▸ **Brief**
Reproduce the listing from its first line through the line containing "[(206, 754)]", swapping "marker" for "point" and leaving everything else unchanged. Omit the pictures from the output.

┄┄┄┄┄┄┄┄┄┄

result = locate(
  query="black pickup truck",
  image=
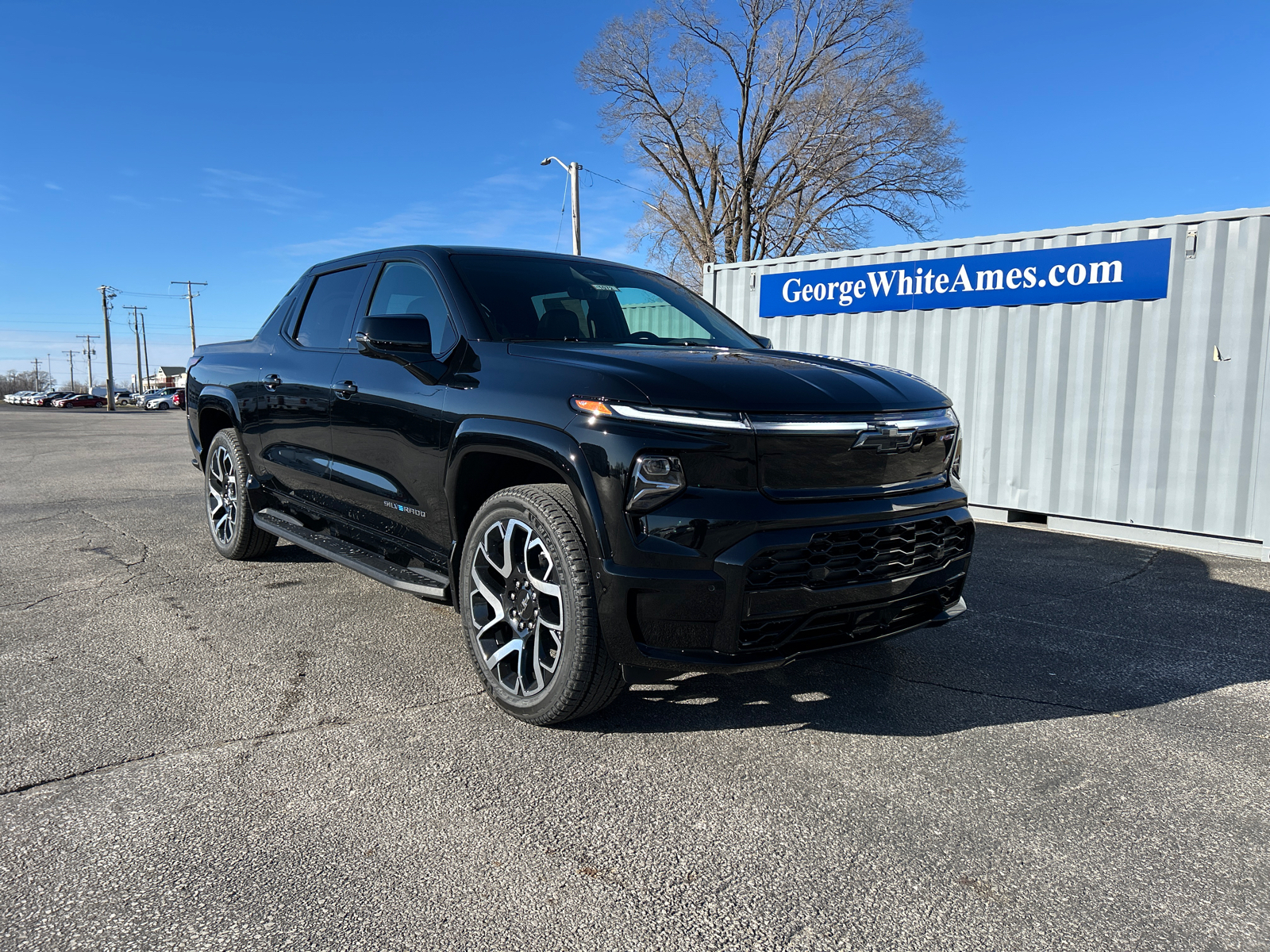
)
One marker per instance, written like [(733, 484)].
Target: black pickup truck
[(597, 469)]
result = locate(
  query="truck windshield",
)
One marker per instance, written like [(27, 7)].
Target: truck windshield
[(552, 298)]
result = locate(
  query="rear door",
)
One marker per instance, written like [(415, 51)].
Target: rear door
[(387, 427), (292, 418)]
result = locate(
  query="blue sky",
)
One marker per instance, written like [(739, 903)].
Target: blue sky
[(238, 144)]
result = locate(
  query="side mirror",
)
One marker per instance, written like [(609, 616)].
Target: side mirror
[(395, 333)]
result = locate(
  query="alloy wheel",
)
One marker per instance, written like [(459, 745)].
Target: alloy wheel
[(516, 608), (222, 499)]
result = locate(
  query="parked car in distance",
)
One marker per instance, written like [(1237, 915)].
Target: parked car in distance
[(80, 400), (171, 399), (48, 399), (606, 478)]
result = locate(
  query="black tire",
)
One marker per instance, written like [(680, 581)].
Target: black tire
[(584, 679), (229, 508)]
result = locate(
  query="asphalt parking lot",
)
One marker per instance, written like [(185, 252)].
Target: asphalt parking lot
[(206, 754)]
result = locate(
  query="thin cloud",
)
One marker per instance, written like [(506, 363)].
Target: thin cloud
[(417, 225), (271, 194), (514, 209)]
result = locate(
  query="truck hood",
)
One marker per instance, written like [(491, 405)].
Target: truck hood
[(755, 381)]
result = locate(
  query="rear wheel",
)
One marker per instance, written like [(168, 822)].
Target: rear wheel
[(229, 509), (529, 608)]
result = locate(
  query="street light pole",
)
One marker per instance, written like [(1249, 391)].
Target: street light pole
[(573, 169), (190, 296), (145, 349), (107, 294)]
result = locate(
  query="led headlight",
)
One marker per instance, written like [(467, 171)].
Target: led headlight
[(656, 480), (710, 419)]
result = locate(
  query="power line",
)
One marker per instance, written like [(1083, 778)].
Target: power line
[(619, 182), (88, 353)]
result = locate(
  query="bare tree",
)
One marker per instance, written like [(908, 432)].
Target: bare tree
[(781, 136)]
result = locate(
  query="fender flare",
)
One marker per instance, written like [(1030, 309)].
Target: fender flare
[(537, 443), (211, 397)]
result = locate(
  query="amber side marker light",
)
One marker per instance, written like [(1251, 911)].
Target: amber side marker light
[(597, 408)]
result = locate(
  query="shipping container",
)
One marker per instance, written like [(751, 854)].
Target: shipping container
[(1138, 419)]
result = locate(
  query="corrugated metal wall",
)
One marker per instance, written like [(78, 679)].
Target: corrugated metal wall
[(1109, 412)]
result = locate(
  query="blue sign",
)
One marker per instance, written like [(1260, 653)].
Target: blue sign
[(1119, 271)]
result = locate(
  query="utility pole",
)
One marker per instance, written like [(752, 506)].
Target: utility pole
[(190, 296), (137, 333), (145, 349), (573, 169), (107, 294), (88, 353)]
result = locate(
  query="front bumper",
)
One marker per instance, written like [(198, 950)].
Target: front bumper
[(734, 617)]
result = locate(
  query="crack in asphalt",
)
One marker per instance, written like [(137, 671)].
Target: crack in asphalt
[(1111, 712), (1130, 577), (325, 724)]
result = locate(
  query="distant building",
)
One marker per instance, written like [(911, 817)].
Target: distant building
[(165, 378)]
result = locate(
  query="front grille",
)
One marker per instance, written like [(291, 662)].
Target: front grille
[(848, 625), (855, 556)]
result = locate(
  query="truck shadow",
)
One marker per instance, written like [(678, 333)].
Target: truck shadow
[(1060, 626)]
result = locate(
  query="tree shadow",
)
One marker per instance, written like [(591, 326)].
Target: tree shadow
[(1060, 626), (287, 554)]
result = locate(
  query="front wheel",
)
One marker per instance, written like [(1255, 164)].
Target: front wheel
[(529, 608), (229, 509)]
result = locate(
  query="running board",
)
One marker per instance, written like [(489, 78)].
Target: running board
[(418, 582)]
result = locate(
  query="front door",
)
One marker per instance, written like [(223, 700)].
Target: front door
[(387, 457), (292, 420)]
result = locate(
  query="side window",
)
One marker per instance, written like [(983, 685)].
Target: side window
[(324, 321), (406, 287)]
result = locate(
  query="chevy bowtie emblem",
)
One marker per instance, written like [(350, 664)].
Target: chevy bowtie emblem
[(886, 440)]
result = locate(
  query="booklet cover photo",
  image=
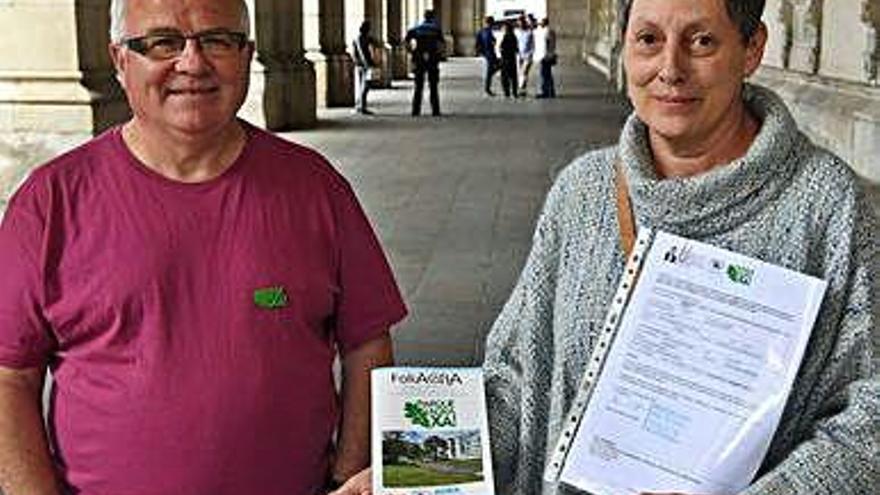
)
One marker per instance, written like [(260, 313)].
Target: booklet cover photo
[(430, 433)]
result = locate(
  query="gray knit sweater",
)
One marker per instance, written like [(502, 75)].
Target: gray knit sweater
[(786, 202)]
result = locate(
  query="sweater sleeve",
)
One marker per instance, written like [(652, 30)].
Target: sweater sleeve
[(518, 363), (840, 450)]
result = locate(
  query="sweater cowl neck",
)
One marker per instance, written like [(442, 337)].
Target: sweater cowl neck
[(727, 195)]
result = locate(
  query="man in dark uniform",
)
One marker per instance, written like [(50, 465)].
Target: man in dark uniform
[(426, 44)]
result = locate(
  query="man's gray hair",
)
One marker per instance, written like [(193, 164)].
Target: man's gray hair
[(119, 7), (745, 14)]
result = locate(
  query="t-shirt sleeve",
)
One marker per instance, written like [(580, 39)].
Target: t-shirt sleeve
[(25, 338), (369, 301)]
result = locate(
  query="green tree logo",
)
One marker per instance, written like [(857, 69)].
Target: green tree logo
[(430, 413), (740, 274), (416, 413)]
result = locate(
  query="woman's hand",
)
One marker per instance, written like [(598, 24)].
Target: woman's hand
[(359, 484)]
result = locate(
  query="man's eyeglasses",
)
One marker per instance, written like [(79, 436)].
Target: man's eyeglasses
[(215, 43)]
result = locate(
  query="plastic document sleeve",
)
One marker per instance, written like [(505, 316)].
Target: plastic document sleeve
[(688, 381)]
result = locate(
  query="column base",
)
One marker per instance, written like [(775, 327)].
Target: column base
[(56, 102), (290, 99), (340, 80)]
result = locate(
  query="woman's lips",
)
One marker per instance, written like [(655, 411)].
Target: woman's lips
[(676, 103)]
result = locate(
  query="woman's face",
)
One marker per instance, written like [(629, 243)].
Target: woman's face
[(685, 62)]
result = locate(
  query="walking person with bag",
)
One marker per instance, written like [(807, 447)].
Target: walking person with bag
[(485, 48), (508, 62), (545, 54), (425, 41), (362, 47)]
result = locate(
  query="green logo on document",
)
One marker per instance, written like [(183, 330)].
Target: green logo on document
[(270, 297), (740, 274), (430, 413)]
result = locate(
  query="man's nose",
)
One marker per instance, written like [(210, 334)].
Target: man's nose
[(673, 64), (192, 59)]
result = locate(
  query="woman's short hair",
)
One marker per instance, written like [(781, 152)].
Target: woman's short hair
[(745, 14), (119, 7)]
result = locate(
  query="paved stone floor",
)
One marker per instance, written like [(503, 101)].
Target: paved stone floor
[(454, 198)]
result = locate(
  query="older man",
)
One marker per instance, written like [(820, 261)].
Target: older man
[(188, 279)]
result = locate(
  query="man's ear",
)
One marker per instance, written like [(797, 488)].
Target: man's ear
[(755, 50)]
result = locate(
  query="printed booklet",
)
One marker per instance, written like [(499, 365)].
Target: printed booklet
[(430, 432)]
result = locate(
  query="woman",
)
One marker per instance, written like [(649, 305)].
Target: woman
[(707, 157), (508, 61)]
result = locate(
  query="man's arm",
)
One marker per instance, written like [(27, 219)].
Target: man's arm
[(353, 452), (25, 465)]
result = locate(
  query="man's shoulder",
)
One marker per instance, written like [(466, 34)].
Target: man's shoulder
[(80, 159), (287, 160)]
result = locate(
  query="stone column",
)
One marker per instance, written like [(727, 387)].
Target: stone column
[(776, 16), (252, 109), (340, 67), (374, 11), (57, 83), (466, 20), (312, 45), (443, 9), (806, 35), (395, 39), (55, 73), (871, 20), (848, 41), (289, 100)]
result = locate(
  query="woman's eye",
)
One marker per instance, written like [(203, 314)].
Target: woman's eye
[(703, 42), (646, 38)]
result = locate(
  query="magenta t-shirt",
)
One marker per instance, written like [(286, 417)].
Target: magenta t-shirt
[(190, 328)]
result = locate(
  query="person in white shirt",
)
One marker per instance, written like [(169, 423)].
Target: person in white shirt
[(545, 54), (526, 40)]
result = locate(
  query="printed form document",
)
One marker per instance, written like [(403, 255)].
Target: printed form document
[(698, 374)]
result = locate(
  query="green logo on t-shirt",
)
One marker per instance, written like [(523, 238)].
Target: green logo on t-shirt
[(270, 297)]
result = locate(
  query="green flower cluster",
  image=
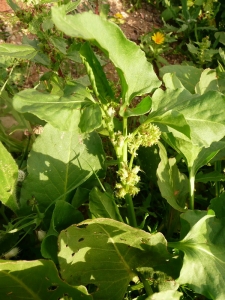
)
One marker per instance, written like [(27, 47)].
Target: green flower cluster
[(147, 135), (128, 181)]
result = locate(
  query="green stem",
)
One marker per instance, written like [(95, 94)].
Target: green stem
[(2, 212), (217, 167), (130, 210), (124, 158), (192, 189), (146, 284)]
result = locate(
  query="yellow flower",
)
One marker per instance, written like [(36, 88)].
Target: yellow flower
[(158, 38), (118, 16)]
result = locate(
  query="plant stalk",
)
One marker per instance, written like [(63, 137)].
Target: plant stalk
[(217, 167), (146, 284), (192, 189)]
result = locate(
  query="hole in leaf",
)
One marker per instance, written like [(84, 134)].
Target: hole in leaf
[(52, 288), (92, 288), (83, 226)]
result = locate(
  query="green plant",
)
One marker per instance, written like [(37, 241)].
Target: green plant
[(100, 256)]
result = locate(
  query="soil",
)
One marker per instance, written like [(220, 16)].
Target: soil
[(134, 24)]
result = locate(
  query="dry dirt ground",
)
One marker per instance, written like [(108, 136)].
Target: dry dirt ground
[(135, 24)]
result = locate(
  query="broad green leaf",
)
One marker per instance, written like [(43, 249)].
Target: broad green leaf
[(188, 75), (106, 253), (98, 79), (81, 196), (8, 179), (35, 280), (168, 295), (207, 125), (208, 82), (164, 110), (204, 256), (170, 120), (173, 185), (218, 205), (64, 215), (212, 176), (195, 156), (172, 82), (17, 51), (58, 163), (103, 205), (136, 74), (142, 108), (62, 112)]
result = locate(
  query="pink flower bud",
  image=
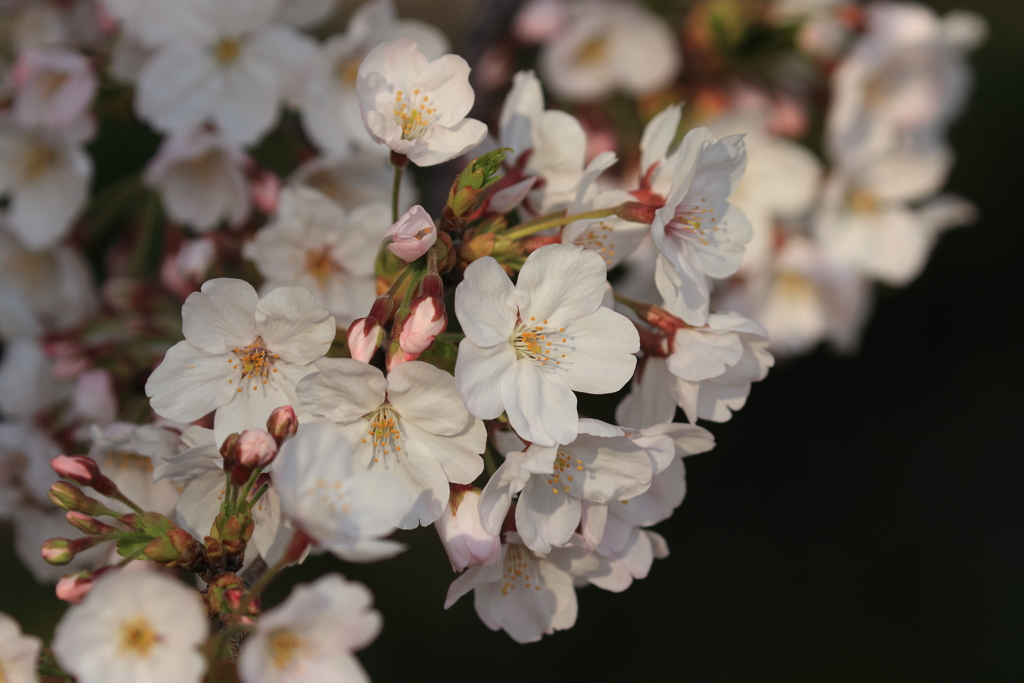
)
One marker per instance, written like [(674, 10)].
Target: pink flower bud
[(79, 469), (283, 424), (466, 543), (363, 340), (413, 235), (256, 449), (74, 587)]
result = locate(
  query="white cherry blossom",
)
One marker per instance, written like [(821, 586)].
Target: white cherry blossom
[(45, 177), (606, 46), (529, 346), (315, 244), (526, 594), (330, 103), (231, 67), (312, 635), (242, 355), (698, 230), (343, 508), (600, 465), (416, 107), (17, 652), (201, 180), (134, 626), (410, 424)]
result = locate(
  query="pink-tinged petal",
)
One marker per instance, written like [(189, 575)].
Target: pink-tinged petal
[(546, 514), (478, 373), (600, 355), (189, 383), (293, 326), (483, 303), (560, 284), (342, 390), (221, 315), (540, 403)]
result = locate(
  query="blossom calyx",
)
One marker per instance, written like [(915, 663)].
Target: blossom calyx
[(413, 235), (87, 524), (283, 424), (467, 190), (465, 540), (69, 497)]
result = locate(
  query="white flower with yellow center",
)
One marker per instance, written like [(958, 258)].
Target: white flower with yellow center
[(17, 652), (600, 466), (45, 177), (697, 229), (525, 594), (230, 67), (410, 424), (311, 636), (315, 244), (416, 107), (330, 103), (343, 508), (242, 355), (529, 346), (132, 627)]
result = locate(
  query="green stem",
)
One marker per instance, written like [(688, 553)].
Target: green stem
[(395, 187), (525, 229)]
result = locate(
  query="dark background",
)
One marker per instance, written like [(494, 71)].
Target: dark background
[(859, 521)]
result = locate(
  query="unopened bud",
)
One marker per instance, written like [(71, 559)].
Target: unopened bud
[(69, 497), (74, 587), (62, 551), (637, 212), (255, 449), (413, 235), (283, 424), (87, 524), (364, 338)]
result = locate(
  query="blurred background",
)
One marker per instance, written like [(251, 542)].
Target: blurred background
[(861, 520)]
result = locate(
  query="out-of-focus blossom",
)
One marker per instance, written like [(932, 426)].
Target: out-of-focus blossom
[(330, 103), (54, 87), (316, 245), (45, 177), (606, 46), (417, 107), (230, 68), (201, 180)]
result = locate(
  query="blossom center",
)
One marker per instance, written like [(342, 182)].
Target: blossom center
[(284, 646), (256, 364), (689, 221), (517, 567), (544, 345), (384, 432), (136, 637), (36, 161), (414, 113), (565, 464), (227, 50), (594, 51), (598, 238), (320, 264)]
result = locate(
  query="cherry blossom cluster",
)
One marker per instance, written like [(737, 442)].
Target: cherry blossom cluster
[(255, 345)]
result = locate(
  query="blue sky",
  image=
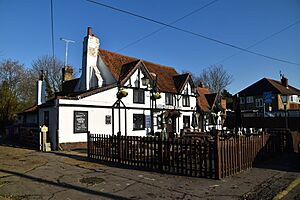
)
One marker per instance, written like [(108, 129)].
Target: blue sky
[(26, 33)]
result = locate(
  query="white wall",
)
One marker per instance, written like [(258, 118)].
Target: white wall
[(99, 105), (52, 128)]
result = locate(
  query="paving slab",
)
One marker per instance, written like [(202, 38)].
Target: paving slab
[(28, 174)]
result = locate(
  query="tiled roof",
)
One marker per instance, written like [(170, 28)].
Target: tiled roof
[(268, 85), (120, 65)]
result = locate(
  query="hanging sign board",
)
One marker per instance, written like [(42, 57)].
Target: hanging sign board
[(267, 97), (80, 121), (147, 121)]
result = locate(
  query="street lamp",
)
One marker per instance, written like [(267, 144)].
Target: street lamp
[(154, 95), (284, 99), (120, 94), (145, 81)]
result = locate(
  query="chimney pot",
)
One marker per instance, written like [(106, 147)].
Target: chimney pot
[(284, 82), (201, 85), (90, 31)]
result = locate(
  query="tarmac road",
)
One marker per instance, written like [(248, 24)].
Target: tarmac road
[(29, 174)]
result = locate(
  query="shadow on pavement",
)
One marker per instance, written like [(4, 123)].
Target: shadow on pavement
[(82, 157), (65, 185), (289, 162)]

┄┄┄┄┄┄┄┄┄┄

▸ **Correct result**
result = locate(
  query="black pickup truck",
  image=
)
One point per instance, written like [(733, 484)].
Target: black pickup truck
[(597, 469)]
result = locate(
  query="truck windshield",
)
One point per instance, written like [(27, 7)].
Target: truck windshield
[(552, 298)]
result = locate(
  query="rear door",
)
One point per instance, written like [(415, 51)].
Target: rear door
[(387, 427), (292, 418)]
result = locate(
  query="blue sky",
)
One point per instance, written like [(739, 903)].
Target: blue sky
[(238, 144)]
result = locate(
  query="side mirror",
)
One point per instance, written like [(609, 616)].
Target: side mirror
[(395, 333)]
result = locate(
  query="alloy wheel",
)
One point per instance, written like [(459, 745)].
Target: alloy wheel
[(516, 608), (222, 499)]
result = locate(
  query="parked car in distance",
)
One point per instance, written like [(1237, 915)].
Target: parked car in distance
[(80, 400), (171, 399), (48, 399), (606, 478)]
result = locate(
  query="black tire",
)
One point per instance, written like [(680, 581)].
Target: black tire
[(584, 679), (229, 508)]
result = locate(
  query="asphalt parking lot",
)
One point per instance, written like [(185, 252)].
Target: asphalt parking lot
[(206, 754)]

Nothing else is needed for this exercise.